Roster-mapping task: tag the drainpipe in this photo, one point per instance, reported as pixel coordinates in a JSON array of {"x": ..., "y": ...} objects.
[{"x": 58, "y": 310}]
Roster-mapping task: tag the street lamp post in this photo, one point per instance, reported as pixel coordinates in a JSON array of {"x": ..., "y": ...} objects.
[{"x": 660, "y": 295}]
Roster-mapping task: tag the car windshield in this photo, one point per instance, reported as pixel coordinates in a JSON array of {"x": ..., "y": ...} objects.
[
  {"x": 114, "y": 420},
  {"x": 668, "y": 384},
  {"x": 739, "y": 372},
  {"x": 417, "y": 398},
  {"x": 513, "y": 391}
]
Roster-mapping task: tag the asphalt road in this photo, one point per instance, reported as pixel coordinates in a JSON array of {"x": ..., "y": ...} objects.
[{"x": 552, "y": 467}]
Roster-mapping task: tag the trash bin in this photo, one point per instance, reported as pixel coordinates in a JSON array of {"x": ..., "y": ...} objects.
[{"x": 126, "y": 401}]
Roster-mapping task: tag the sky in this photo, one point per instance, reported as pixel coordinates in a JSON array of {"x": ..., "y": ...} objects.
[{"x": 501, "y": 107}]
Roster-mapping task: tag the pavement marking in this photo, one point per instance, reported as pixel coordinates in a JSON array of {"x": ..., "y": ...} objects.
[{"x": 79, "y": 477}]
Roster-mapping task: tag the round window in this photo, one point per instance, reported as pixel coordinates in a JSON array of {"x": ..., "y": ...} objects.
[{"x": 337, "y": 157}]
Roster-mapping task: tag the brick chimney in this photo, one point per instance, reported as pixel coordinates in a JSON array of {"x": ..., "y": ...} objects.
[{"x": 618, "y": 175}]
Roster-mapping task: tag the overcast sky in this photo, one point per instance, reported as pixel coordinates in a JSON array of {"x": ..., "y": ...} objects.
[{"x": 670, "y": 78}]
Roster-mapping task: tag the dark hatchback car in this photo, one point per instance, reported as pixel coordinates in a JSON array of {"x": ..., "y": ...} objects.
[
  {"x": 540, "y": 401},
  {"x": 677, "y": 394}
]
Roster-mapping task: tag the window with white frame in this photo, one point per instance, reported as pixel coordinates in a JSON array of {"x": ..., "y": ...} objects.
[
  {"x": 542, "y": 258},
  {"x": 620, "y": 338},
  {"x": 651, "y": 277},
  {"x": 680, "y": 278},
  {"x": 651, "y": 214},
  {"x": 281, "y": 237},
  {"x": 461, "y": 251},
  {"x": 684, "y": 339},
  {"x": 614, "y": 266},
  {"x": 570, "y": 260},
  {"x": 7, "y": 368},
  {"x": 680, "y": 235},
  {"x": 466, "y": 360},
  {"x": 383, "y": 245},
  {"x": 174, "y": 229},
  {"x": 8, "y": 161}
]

# # # # #

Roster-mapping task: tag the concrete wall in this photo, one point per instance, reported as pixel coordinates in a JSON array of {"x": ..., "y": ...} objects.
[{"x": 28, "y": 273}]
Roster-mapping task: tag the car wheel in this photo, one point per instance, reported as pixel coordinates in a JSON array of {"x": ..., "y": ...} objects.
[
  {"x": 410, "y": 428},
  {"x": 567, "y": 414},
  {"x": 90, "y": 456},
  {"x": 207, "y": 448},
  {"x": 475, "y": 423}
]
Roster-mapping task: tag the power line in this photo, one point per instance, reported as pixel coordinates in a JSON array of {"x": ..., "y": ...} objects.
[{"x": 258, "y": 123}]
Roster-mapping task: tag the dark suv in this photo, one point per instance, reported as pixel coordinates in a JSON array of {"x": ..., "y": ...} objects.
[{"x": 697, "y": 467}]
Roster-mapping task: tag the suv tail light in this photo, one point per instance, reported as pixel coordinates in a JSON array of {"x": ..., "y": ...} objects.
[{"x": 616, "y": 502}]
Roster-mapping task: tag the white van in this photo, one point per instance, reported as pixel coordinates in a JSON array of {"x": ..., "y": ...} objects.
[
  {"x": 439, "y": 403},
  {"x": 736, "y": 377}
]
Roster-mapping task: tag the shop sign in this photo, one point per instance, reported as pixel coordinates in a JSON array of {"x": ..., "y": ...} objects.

# # # # #

EXERCISE. Out of the material above, output word for word the line with "Roster-mapping task: tag the dark suv", the line with "Roster-mapping task: tag the shop", and all lines between them, with nothing else.

RESPONSE AREA.
Roster-mapping task: tag the dark suv in this photo, one point per instance, reported as pixel coordinates in a JSON array of {"x": ..., "y": ...} objects.
[{"x": 697, "y": 467}]
Roster-mapping task: tag the suv tail light in this photo, one point per instance, reported as pixel coordinates in a JSON array of {"x": ..., "y": ...} objects.
[{"x": 616, "y": 502}]
Roster-mapping task: tag the white van in this photo, one point per instance, reported as pixel coordinates in a JSON array of {"x": ..., "y": ...} objects.
[
  {"x": 439, "y": 403},
  {"x": 736, "y": 377}
]
Roster-mapping task: tag the shop sign in this photo, one point per instance, reported as pixel coordinates in a JSON array of {"x": ..., "y": ...} objects.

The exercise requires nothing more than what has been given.